### [WORK ORDER]
Lines before the one containing "For every instance of the blue bottle" are left out; that line and every line after it, through the end of the records, are to be reproduced exactly.

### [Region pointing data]
##########
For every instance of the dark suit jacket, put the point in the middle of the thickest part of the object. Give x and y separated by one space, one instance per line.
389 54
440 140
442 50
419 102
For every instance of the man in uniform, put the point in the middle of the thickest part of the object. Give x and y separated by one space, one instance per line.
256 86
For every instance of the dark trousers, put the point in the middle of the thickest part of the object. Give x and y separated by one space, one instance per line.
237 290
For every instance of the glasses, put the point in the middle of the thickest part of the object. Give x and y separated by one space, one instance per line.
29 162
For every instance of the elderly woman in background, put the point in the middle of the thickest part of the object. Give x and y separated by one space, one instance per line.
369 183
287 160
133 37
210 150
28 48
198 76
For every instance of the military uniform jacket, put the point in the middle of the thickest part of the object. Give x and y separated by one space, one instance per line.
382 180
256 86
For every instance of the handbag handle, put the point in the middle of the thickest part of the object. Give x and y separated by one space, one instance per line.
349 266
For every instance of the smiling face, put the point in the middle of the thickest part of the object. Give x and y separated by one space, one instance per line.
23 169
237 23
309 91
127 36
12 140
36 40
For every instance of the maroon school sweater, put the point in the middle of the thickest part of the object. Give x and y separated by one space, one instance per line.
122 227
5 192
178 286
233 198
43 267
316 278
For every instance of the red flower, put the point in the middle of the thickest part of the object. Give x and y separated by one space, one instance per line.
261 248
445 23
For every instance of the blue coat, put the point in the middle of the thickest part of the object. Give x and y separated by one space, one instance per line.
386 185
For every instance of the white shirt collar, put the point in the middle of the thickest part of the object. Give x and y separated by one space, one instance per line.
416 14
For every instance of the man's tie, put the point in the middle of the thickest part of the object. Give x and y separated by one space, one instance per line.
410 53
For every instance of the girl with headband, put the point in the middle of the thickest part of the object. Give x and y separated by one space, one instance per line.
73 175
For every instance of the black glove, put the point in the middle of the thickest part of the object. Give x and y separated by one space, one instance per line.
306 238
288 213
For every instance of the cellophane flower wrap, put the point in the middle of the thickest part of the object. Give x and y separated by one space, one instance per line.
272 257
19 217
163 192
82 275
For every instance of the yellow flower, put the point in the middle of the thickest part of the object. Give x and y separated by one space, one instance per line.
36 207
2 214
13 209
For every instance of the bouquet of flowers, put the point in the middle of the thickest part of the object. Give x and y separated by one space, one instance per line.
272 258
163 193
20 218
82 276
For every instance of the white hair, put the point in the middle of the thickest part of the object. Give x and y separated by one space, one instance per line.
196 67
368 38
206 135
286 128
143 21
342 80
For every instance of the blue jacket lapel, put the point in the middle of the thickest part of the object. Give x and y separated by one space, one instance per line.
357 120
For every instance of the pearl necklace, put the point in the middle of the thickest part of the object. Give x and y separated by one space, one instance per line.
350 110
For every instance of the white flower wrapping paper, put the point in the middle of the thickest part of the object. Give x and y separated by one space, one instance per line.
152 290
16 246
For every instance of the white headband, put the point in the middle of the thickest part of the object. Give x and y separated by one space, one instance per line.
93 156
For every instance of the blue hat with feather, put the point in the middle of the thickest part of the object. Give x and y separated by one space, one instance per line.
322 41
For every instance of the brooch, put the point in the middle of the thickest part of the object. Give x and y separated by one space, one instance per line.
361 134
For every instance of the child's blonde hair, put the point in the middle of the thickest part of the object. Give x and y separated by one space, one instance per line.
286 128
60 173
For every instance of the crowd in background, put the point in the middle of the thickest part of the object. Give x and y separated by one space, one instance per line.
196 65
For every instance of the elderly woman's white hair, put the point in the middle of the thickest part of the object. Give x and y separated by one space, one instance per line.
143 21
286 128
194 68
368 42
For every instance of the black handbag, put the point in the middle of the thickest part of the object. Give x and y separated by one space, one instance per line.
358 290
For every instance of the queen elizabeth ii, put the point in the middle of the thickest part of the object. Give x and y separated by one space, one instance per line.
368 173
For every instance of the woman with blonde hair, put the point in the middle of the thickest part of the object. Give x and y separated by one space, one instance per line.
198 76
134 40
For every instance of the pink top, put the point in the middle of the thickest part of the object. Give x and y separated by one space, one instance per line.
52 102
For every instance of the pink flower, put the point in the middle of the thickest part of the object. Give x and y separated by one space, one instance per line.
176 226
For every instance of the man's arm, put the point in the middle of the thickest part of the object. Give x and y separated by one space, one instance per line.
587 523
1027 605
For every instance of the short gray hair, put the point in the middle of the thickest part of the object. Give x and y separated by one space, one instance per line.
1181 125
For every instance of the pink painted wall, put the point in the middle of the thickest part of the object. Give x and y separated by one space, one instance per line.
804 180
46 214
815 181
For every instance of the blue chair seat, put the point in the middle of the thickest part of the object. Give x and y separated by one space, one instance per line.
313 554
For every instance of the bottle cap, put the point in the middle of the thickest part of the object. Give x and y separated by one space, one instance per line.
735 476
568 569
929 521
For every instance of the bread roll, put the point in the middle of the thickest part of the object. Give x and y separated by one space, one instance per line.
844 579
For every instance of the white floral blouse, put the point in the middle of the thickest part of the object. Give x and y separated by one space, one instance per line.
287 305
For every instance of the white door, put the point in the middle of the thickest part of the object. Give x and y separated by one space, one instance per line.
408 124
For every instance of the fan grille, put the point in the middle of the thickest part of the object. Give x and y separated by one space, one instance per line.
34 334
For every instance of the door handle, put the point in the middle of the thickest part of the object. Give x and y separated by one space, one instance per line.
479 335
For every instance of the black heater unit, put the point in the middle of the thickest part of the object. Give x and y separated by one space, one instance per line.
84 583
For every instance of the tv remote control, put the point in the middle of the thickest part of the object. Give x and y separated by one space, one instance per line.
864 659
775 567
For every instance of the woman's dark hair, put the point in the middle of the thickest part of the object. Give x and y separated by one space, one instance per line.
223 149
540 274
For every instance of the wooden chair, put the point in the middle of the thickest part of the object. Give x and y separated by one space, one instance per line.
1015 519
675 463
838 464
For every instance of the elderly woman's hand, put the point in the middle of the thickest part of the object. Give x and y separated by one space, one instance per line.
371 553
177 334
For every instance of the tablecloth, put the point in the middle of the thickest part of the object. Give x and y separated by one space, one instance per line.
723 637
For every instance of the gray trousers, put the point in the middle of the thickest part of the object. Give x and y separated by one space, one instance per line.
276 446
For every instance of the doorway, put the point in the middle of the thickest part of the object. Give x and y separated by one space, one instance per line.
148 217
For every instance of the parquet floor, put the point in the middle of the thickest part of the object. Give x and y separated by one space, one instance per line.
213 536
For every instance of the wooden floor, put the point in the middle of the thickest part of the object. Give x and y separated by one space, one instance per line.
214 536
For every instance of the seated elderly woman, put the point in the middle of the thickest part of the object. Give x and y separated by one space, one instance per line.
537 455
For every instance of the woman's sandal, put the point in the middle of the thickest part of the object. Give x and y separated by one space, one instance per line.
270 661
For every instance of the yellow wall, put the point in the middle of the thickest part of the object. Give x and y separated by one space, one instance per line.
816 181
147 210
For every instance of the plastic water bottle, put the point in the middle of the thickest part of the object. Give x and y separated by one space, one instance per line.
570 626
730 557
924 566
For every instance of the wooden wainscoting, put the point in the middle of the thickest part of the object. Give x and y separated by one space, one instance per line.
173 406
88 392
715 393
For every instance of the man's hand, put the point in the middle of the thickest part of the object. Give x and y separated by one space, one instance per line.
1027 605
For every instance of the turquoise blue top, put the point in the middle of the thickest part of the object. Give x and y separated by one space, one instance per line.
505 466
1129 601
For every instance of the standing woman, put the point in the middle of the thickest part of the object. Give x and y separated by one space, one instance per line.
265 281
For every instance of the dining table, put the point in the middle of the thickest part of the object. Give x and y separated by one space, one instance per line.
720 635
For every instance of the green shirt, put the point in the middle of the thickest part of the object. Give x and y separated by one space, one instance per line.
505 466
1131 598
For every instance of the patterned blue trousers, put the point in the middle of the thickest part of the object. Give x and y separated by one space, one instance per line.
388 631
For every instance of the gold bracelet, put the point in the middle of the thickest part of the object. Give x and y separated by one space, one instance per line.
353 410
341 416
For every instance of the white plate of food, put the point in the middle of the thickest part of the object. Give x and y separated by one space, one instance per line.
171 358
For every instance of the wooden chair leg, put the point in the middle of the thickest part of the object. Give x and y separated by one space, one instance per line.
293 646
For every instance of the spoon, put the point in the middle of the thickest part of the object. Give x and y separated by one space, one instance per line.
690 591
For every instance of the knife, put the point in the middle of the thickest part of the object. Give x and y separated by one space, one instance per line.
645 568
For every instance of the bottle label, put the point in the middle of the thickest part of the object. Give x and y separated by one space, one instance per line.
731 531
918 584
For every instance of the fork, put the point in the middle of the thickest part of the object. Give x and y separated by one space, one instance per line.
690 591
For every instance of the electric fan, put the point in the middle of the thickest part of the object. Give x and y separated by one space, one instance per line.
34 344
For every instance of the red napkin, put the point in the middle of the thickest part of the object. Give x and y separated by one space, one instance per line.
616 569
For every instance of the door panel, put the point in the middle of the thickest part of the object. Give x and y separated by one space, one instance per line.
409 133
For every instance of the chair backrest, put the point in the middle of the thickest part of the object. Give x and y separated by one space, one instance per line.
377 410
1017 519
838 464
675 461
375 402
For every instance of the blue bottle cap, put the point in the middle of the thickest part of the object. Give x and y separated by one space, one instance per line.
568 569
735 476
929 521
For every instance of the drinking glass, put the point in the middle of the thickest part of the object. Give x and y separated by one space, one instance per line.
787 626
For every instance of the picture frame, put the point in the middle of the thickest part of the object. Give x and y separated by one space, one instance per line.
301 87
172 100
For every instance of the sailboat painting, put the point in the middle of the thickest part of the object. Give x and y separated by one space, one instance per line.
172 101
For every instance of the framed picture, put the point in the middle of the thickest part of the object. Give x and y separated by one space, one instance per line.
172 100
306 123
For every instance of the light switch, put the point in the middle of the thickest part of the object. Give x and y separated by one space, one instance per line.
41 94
##########
### [THE COMPLETED TASK]
For every instance of the blue bottle cap, put the point in the middle of the thickest part of the object. Give x and y separated by one space, one instance per line.
568 569
735 476
929 521
For every instance of the drinking glass, put the point in the middle of the thickest part of the object. Give x and y separated by one space, one instance per line.
787 626
For every instance of the picture frame, put the point in the middle of the thickest part of the object. Give x and y separated by one space, one instance per line.
301 87
172 100
For every instance of the sailboat painting, put the point in the middle of the thickest part of the object. Give x and y separated by one space, one instance per line.
172 101
For every instance of the framed picture, put the point in the middle of the thickest part of the object. Give x and y separated by one space, one instance per line.
172 100
306 123
For every instance of the light switch, put the point in the middle of the thickest part of the object. Give x and y separated by one space, one instance per line.
41 94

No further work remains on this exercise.